Tâche 1:
Modifiez les enregistrements, depuis leur début jusqu'à la ligne contenant « top-left (985, 0), bottom-right (1398, 99) » incluse, en remplaçant « led light » par « ceiling lamp » sans rien changer d'autre.

Bloc de texte:
C’est ainsi, qu’en septembre 2012, plus de 150 intervenants divers (personnel enseignant, membres de la direction, conseillères en préscolaire, gestionnaires en santé publique, mentors, agentes culturelle et communautaire, intervenantes en santé mentale, adjointes administratives, parents, mentors en transition à la maternelle, professeurs à l’Université de Moncton, consultantes en mieux-être, stagiaires en éducation, psychologues et conseillers en orientation), sont devenus des « formateurs » en gestion du stress et poursuivent le mandat d’offrir dans leurs écoles respectives dispersées à travers le Nouveau-Brunswick des outils en gestion du stress.
Ces recherches diverses s’appuient sur une expertise locale (trio parents/élèves/personnels scolaires) en suivant un processus « bottom-up ». Spécifiquement, celles-ci reposent sur une démarche de participation et de consultation locale, permettent l’expression et la prise en compte des besoins, des demandes, des attentes des personnes concernées. Par le fait même, ce projet a favorisé un engagement avec des acteurs et des secteurs qui ne font pas directement partie du champ de la santé ou de l’éducation et avec lesquels des politiques scolaires ont été proposées, entre autres, comme solution concertée à l’amélioration de la qualité de vie. Ces voix ont permis en quelque sorte de créer du « nouveau » en « transformant les différences en complémentarités fécondes ».
Le programme de « formation du formateur en gestion du stress en milieu scolaire » récolte d’ailleurs en 2010 la distinction de « pratique exemplaire » d’Agrément Canada décernée au Réseau de santé Vitalité du Nouveau-Brunswick. Lors d’une entrevue qu’elle accordait à un journaliste à l’annonce du prix, la directrice adjointe de la Santé publique, précise : «…cette initiative est la seule pratique exemplaire dans les quatre zones qui ait retenu l’attention d’Agrément Canada. Cette pratique novatrice, qui s’efforce d’atteindre l’excellence dans la promotion de la santé auprès des écoliers, fait preuve d’audace par sa dimension de partenariats multiples ainsi que par la présence d’une chercheure au sein de l’équipe ».
Pour avoir démontré son intérêt soutenu pendant vingt cinq ans dans la promotion de la santé par une gestion saine du stress, pour avoir fait preuve d’une créativité et d’une initiative exemplaires en intervenant en partenariat pour améliorer et promouvoir la santé chez les écoliers, pour avoir travaillé bénévolement à instaurer des changements qui ont amélioré positivement et à long terme l’état de santé de milliers d’enfants, d’ici et d’ailleurs, l’école Notre-Dame décroche, en novembre 2012, le prestigieux prix national de reconnaissance remis par la Société Santé en français. Un des mandats de la Société Santé en français est de favoriser les complémentarités, les regroupements, les mises en commun et les partenariats à l’échelle nationale, de même que faciliter l’échange d’information et la coordination des efforts.

Tâche 2:
D'après le texte sur la gestion du stress en milieu scolaire, quel prix l'école Notre-Dame a-t-elle reçu en novembre 2012 ?

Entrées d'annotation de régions
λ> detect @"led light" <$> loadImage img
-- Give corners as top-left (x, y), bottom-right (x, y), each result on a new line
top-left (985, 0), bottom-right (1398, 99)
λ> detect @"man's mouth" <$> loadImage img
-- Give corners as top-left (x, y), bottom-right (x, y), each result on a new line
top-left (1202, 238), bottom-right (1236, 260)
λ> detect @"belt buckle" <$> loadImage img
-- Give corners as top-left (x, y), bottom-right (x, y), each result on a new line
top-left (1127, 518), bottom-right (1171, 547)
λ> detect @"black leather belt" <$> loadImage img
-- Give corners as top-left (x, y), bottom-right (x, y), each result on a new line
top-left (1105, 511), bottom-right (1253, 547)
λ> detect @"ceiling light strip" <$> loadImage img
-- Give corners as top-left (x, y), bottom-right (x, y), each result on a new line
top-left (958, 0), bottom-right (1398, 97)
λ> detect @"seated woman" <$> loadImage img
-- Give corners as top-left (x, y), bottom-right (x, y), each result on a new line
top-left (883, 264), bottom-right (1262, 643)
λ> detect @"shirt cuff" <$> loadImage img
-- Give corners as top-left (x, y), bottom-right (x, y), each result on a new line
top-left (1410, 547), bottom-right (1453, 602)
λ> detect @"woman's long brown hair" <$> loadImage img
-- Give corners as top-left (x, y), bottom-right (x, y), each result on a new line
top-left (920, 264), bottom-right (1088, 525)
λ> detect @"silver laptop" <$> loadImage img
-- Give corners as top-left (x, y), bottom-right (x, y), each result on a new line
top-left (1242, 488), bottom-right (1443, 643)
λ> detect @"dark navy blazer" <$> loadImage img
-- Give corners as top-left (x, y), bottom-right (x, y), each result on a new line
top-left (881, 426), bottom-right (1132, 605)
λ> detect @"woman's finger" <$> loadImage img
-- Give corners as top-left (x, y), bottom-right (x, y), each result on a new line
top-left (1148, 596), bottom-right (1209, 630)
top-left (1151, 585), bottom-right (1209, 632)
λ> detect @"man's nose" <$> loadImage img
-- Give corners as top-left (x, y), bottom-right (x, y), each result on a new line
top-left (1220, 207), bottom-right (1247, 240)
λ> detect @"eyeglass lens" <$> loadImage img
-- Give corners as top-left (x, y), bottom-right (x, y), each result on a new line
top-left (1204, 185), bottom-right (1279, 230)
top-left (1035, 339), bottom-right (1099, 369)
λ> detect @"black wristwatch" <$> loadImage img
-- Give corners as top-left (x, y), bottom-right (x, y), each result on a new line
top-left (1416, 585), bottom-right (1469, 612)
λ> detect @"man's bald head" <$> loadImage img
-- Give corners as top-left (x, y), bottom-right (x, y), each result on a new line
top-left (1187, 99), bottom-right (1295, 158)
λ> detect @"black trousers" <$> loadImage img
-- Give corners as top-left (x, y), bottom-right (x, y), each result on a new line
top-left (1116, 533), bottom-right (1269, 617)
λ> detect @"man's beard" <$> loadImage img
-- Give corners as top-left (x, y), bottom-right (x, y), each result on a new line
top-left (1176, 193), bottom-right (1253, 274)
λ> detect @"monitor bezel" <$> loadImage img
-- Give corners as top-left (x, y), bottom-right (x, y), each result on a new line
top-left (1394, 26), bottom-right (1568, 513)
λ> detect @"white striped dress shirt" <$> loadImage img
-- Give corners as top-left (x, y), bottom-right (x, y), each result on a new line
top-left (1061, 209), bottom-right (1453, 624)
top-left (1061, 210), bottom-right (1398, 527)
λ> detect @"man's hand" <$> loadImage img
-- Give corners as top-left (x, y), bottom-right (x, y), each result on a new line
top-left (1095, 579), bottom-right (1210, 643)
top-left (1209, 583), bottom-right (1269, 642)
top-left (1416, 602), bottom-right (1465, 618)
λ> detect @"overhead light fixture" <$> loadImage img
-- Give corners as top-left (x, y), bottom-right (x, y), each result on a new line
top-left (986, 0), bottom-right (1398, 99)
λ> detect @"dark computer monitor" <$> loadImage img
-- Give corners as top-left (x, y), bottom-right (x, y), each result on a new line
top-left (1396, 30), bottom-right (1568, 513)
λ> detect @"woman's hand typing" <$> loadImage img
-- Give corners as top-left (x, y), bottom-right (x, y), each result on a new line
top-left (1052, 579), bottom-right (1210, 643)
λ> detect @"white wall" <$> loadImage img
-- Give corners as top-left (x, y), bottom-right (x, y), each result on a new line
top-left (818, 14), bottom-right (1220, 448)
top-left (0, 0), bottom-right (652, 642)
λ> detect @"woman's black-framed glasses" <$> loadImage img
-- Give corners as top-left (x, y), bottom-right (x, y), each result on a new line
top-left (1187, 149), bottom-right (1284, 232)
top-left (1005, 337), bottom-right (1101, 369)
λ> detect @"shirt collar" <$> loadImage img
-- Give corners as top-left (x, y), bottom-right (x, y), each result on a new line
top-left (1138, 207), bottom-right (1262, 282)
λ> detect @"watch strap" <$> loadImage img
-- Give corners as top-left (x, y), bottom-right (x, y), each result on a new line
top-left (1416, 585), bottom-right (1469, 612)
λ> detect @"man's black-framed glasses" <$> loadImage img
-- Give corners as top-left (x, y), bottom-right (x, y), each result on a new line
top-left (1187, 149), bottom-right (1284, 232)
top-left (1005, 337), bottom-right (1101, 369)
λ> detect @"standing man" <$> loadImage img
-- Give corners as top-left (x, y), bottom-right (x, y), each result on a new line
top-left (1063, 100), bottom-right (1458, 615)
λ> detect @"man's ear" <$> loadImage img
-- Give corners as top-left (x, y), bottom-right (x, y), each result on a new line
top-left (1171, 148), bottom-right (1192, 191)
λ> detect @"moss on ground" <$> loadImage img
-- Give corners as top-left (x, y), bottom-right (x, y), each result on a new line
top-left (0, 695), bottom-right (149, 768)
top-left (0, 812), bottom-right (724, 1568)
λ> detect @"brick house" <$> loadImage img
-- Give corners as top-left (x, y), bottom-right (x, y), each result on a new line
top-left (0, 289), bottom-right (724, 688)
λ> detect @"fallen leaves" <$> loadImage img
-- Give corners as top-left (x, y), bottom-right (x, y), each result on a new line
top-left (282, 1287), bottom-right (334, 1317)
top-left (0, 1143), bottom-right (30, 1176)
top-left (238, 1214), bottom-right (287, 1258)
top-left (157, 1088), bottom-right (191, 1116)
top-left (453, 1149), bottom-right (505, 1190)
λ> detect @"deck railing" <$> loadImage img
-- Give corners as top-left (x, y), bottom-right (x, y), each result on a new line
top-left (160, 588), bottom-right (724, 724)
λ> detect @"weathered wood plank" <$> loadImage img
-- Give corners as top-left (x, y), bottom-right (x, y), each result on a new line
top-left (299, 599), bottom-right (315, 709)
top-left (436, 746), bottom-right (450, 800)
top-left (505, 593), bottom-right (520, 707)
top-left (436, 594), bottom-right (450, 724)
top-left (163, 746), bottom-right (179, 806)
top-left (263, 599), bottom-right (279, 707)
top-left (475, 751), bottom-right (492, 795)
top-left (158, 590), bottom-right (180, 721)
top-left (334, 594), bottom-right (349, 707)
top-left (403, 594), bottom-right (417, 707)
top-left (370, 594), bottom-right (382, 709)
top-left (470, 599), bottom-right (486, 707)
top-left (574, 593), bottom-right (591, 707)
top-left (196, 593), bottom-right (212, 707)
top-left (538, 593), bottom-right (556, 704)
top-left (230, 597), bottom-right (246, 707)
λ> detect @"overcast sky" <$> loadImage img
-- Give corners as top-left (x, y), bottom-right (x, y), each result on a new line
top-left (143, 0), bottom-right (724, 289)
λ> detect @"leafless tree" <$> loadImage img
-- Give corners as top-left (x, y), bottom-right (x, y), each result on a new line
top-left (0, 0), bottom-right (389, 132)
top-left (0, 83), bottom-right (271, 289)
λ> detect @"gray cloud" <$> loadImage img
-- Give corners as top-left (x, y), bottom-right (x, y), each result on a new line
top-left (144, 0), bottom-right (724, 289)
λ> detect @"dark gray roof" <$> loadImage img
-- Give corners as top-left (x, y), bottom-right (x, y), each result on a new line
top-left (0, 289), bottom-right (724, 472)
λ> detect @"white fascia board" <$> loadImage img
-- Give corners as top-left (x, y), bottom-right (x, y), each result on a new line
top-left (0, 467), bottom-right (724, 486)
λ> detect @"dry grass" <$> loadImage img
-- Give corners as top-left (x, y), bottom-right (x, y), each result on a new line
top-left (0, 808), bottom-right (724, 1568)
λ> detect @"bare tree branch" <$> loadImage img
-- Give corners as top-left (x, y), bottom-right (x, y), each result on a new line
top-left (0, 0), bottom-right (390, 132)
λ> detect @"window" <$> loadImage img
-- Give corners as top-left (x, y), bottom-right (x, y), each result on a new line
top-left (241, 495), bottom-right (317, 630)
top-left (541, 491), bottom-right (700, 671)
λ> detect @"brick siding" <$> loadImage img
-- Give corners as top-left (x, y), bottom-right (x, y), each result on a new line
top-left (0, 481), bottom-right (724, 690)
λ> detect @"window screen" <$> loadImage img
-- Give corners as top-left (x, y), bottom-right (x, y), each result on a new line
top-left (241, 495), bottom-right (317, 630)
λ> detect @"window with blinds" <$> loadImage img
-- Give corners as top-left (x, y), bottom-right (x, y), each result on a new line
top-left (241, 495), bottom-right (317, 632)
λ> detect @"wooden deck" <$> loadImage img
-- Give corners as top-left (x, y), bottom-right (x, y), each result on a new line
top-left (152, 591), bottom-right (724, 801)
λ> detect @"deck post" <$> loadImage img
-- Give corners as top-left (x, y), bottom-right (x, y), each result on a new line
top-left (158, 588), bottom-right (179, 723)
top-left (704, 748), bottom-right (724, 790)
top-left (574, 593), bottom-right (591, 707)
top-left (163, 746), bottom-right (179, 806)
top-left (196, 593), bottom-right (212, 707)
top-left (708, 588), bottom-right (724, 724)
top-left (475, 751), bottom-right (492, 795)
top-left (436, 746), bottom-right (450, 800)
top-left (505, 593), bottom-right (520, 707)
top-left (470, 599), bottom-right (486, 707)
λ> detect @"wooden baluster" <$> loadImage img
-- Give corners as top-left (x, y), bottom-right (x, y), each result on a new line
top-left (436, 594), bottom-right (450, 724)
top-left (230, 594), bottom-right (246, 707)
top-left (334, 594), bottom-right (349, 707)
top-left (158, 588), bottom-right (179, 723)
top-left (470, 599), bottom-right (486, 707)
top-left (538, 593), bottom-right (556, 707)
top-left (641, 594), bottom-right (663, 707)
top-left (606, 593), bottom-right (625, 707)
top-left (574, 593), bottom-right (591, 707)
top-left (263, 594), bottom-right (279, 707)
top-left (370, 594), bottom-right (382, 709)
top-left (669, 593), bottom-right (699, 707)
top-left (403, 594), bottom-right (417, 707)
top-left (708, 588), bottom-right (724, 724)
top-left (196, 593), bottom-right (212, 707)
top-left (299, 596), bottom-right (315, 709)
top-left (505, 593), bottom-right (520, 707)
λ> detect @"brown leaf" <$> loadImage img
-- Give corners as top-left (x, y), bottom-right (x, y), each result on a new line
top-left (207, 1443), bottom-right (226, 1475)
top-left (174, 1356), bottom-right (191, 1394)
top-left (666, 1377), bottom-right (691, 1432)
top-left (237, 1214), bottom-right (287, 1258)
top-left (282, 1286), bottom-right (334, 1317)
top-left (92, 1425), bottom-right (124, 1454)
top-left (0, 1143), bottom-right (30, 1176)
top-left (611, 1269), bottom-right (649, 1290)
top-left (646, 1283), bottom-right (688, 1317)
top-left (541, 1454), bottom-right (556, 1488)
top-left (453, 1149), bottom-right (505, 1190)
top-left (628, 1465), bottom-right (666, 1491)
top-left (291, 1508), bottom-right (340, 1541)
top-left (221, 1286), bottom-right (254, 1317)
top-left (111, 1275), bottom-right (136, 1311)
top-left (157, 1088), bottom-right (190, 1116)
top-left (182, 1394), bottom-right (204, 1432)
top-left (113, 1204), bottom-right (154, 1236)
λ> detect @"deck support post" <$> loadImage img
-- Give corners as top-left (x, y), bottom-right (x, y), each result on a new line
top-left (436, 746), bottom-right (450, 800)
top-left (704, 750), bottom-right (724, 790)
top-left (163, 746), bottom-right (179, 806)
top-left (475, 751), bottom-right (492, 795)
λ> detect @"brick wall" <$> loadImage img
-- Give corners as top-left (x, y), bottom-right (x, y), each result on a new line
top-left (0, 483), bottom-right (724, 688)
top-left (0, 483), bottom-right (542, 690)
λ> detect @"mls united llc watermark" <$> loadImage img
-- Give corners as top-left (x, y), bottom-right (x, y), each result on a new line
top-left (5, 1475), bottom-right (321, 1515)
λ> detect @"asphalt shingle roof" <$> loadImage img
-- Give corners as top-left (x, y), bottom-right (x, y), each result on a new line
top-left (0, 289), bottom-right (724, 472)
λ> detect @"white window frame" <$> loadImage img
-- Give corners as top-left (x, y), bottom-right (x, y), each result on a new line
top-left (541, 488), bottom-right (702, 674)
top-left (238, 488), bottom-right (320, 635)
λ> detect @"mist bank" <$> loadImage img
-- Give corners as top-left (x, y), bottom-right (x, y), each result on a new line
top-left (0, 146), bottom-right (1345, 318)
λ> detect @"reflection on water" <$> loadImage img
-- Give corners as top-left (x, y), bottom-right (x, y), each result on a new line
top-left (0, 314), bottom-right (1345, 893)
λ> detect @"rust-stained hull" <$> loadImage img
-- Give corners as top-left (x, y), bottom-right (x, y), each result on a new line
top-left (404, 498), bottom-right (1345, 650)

Résultat attendu 1:
λ> detect @"ceiling lamp" <$> loadImage img
-- Give corners as top-left (x, y), bottom-right (x, y), each result on a new line
top-left (985, 0), bottom-right (1398, 99)

Résultat attendu 2:
Le prestigieux prix national de reconnaissance remis par la Société Santé en français.